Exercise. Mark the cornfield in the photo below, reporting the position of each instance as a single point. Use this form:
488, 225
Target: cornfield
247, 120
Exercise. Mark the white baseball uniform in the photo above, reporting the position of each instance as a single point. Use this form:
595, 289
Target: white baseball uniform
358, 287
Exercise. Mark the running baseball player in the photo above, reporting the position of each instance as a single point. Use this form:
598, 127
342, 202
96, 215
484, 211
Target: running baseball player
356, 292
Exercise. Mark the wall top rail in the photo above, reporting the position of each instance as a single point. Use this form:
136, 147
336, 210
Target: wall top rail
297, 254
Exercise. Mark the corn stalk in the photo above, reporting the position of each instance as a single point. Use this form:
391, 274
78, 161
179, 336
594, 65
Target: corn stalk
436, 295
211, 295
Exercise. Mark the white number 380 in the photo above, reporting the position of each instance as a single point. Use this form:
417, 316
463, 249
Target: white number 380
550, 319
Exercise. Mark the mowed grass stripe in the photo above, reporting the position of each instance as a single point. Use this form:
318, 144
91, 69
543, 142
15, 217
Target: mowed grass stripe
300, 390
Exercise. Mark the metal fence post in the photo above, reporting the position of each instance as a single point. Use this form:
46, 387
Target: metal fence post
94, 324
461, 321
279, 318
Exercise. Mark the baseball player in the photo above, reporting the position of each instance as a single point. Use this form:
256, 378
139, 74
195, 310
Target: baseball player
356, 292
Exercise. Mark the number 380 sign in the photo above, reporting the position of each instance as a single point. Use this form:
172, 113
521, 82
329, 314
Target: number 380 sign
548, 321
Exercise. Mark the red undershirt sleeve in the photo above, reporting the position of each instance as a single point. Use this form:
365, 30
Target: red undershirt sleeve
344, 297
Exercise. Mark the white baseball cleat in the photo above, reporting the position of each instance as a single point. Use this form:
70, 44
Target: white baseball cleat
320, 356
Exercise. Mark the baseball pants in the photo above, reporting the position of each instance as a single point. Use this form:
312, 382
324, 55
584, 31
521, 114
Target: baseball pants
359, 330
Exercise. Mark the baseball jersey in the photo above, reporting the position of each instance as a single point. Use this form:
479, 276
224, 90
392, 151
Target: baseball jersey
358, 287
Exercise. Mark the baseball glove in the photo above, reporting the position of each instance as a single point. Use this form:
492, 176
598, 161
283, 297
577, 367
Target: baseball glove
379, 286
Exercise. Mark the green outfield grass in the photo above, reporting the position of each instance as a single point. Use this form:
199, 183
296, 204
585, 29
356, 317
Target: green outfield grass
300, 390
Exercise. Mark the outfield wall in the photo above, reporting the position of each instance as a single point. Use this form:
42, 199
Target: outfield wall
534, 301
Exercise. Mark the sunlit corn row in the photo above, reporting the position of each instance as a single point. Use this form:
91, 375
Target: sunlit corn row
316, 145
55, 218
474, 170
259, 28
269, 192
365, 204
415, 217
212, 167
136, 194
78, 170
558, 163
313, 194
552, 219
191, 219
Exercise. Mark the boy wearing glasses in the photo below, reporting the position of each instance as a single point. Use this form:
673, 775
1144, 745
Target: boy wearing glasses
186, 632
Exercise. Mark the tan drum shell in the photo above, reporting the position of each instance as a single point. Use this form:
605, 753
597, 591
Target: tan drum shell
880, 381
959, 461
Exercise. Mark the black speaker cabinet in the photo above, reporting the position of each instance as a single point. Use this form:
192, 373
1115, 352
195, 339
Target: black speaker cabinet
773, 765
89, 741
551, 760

_ _ _ _ _ _ _

WRITTEN INSTRUCTION =>
Retype the entries one by one, exactly.

SOLUTION BELOW =>
Exercise. Mark the cornfield in the photo below, reporting the position of each instance as a single point. Use this form:
488, 225
Target: cornfield
247, 120
Exercise. Mark the white baseball uniform in the photo above, reporting the position of each instance as a single point. Use this form:
595, 289
Target: white baseball uniform
358, 287
Exercise. Mark the running baseball player in the photo above, reporting the position of each instance as a single point. Use this form:
598, 127
342, 202
96, 215
484, 211
Target: running baseball player
356, 292
Exercise. Mark the wall top rail in the photo above, reporting the position of each instance as a single point. Use this form:
136, 147
336, 210
Target: wall top rail
297, 254
Exercise. Mark the corn stalk in the photo above, reporting the position of each instance as a single point. Use this form:
391, 274
78, 161
179, 336
594, 65
Target: corn stalk
436, 295
211, 295
Exercise. Mark the white number 380 in the photo above, reporting the position of each instance as a single point. Use this form:
417, 316
463, 249
Target: white number 380
550, 319
Exercise. Mark the mowed grass stripe in the photo above, reporting the position of each instance as a single point. Use this form:
318, 144
91, 69
543, 142
15, 217
Target: mowed grass stripe
300, 390
Exercise. Mark the metal fence post in the photo above, reporting the position of each instance as a single point. Use this form:
46, 387
Target: metal fence post
94, 324
461, 321
279, 318
Exercise. Mark the baseball player in the photo above, reporting the position of each instance as a single point. Use this form:
256, 378
139, 74
195, 310
Target: baseball player
356, 292
Exercise. Mark the number 380 sign in the photo above, reporting the position of each instance as a single point. Use this form:
172, 113
521, 82
329, 314
Target: number 380 sign
548, 321
Exercise. Mark the red undershirt sleeve in the photo above, reporting the position of each instance as a single point. Use this form:
365, 30
Target: red undershirt sleeve
344, 297
Exercise. Mark the white baseball cleat in the photo above, reporting the position of each instance as a single point. Use this form:
70, 44
Target: white baseball cleat
320, 356
Exercise. Mark the baseball pants in the photo above, reporting the position of each instance as a single point. Use this form:
312, 382
324, 55
584, 31
521, 114
Target: baseball pants
359, 330
Exercise. Mark the baseball jersey in the photo above, reporting the position of each instance as a single point. Use this form:
479, 276
224, 90
392, 151
Target: baseball jersey
358, 287
Exercise. Mark the baseball glove in the photo above, reporting the position of each instance as a single point. Use this form:
492, 176
598, 161
283, 297
577, 367
Target: baseball glove
379, 286
Exercise. Mark the green outfield grass in the photo above, reporting the position of each instance as a single point. Use this form:
199, 183
296, 204
585, 29
356, 317
Target: green outfield grass
300, 390
Exercise. Mark the outfield wall in the photo above, reporting the position of each instance as a single point. Use this form:
42, 199
Target: outfield wall
534, 301
Exercise. Mark the sunlit corn row in the photo above, reporting the position of each instance as a single point. Use this form:
91, 375
Target: sunlit corn row
316, 145
55, 218
474, 170
259, 28
269, 192
365, 204
415, 217
212, 167
136, 194
78, 170
558, 163
313, 194
552, 219
191, 219
Exercise. Mark the boy wearing glasses in the photo below, reporting the position of each instance as a single point. Use this form:
673, 775
1144, 745
Target: boy wearing glasses
186, 632
Exercise. Mark the tan drum shell in the photo above, reporting the position of each instance as a single point. Use this form:
605, 753
597, 591
Target: tan drum shell
880, 381
959, 461
Exercise. Mark the black speaker cabinet in the photo above, reporting the position of each instance as a single point. Use this form:
192, 373
1115, 352
195, 339
Target: black speaker cabinet
773, 765
89, 741
551, 760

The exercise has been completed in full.